▸ Work order
If a line in the records contains the string "white", show that line.

[The records — start]

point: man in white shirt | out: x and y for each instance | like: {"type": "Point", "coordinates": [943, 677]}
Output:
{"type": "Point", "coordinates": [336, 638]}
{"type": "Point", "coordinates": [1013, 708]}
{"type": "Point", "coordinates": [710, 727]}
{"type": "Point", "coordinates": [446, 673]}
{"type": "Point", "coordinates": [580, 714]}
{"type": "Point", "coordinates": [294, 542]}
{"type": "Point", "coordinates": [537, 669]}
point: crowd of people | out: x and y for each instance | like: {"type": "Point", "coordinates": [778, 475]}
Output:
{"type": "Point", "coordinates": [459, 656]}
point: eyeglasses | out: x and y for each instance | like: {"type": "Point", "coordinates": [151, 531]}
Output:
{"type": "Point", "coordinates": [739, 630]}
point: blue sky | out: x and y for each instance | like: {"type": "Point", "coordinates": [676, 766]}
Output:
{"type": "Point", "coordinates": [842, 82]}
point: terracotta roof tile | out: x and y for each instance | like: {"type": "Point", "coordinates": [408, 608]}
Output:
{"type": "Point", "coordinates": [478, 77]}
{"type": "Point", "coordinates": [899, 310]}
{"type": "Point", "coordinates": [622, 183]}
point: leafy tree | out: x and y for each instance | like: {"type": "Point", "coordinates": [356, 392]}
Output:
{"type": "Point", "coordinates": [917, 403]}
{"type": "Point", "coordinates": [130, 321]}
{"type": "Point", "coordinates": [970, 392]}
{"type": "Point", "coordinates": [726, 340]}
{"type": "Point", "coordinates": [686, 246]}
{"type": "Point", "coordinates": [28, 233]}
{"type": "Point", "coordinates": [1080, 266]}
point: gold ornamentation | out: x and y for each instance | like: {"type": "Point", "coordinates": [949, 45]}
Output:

[The records — finish]
[The records — start]

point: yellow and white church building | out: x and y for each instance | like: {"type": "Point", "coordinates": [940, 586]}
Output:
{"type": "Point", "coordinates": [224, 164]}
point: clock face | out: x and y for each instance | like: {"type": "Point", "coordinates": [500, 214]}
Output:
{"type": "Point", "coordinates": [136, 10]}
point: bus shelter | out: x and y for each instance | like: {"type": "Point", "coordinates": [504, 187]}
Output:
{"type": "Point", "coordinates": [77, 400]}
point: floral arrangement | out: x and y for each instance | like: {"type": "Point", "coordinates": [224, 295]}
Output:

[The records — finish]

▸ Answer space
point: man in white shirt | out: x and y for each instance | like: {"type": "Point", "coordinates": [943, 677]}
point: yellow and white church building | out: x and y for each instance | like: {"type": "Point", "coordinates": [940, 586]}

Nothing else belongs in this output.